[YOUR ASSIGNMENT]
Please retype only the lines below that run from the one containing "Format as a" through the last line, both included, without altering a word.
:::::
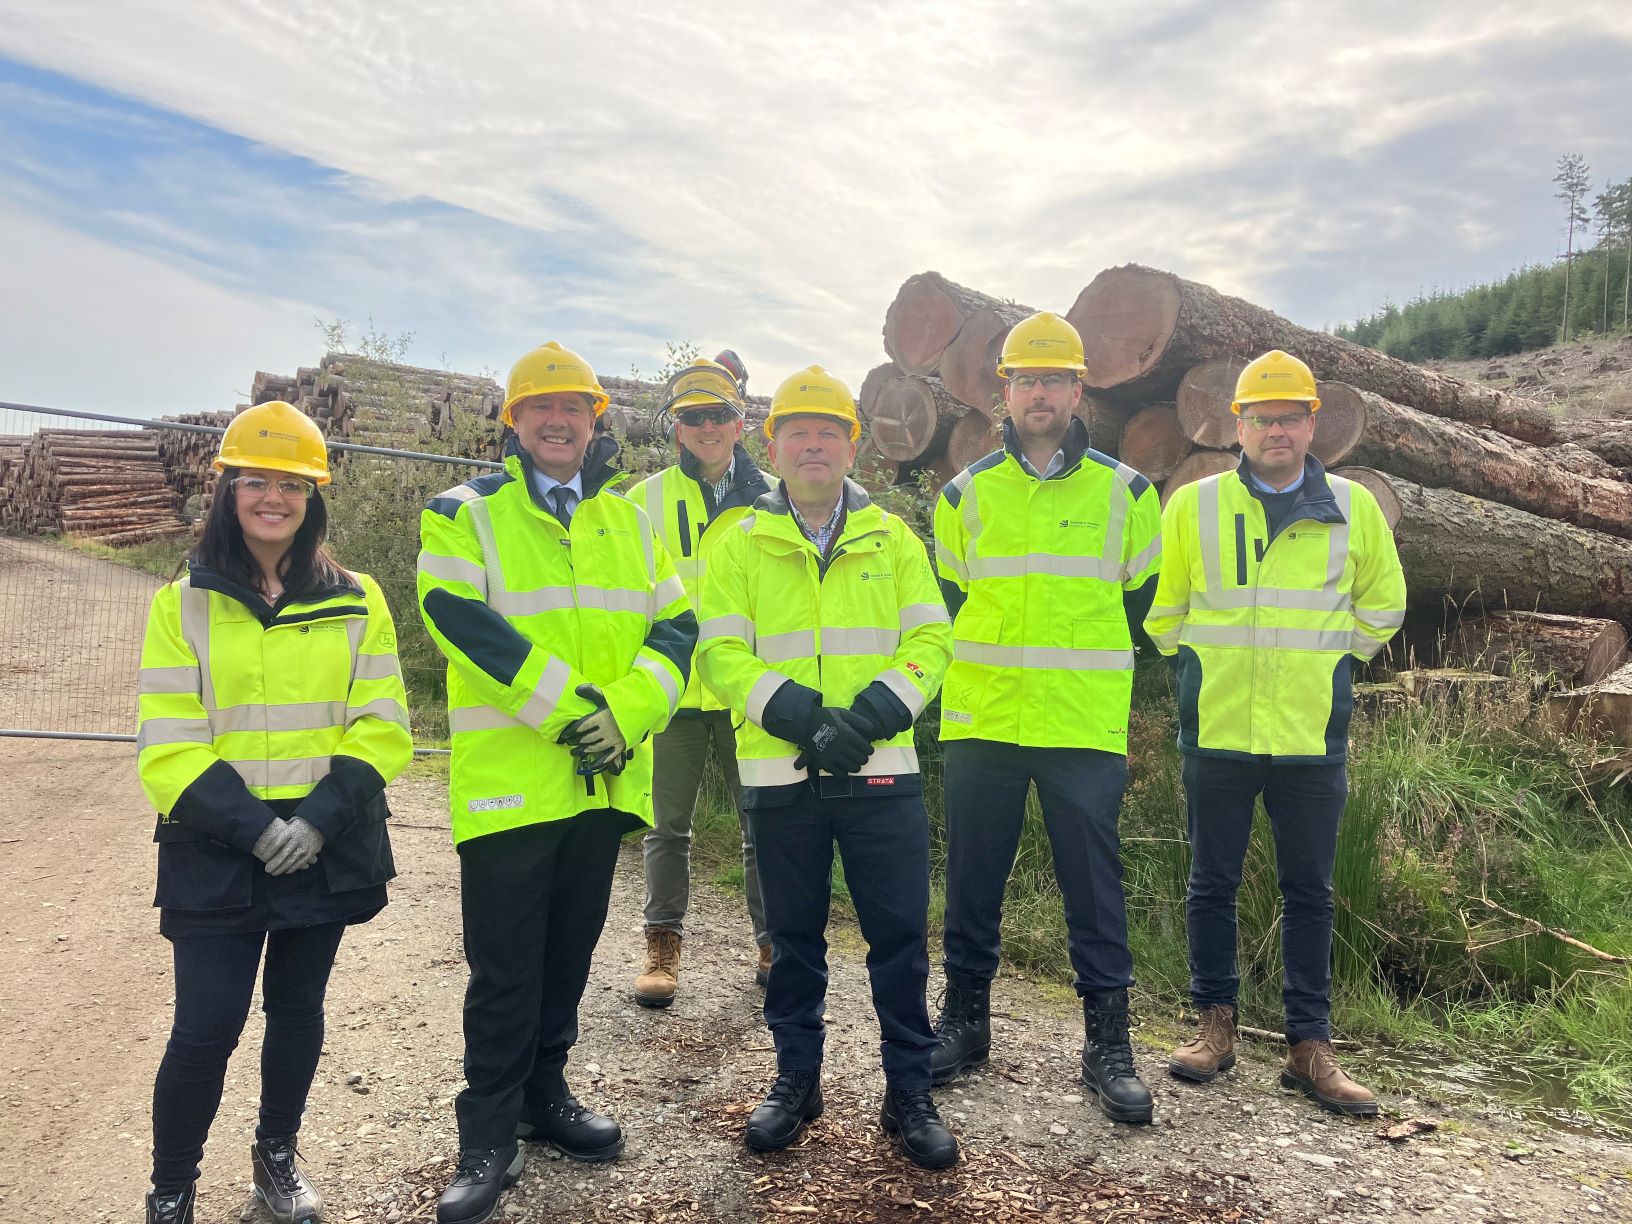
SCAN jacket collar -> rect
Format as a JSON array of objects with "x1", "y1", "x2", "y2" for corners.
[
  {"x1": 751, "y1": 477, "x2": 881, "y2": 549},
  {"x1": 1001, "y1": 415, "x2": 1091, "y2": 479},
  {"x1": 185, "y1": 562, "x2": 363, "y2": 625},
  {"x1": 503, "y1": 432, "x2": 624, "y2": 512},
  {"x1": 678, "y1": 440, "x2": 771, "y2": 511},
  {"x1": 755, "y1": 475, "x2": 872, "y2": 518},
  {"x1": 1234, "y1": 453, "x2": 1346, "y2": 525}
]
:::::
[TASK RESPONSE]
Format as a JSON array of objects with "x1", "y1", "x2", "y2" for corners.
[
  {"x1": 751, "y1": 477, "x2": 881, "y2": 549},
  {"x1": 1001, "y1": 415, "x2": 1091, "y2": 479},
  {"x1": 185, "y1": 562, "x2": 363, "y2": 625},
  {"x1": 503, "y1": 432, "x2": 624, "y2": 512},
  {"x1": 678, "y1": 440, "x2": 771, "y2": 511},
  {"x1": 755, "y1": 475, "x2": 872, "y2": 518},
  {"x1": 1234, "y1": 453, "x2": 1346, "y2": 525}
]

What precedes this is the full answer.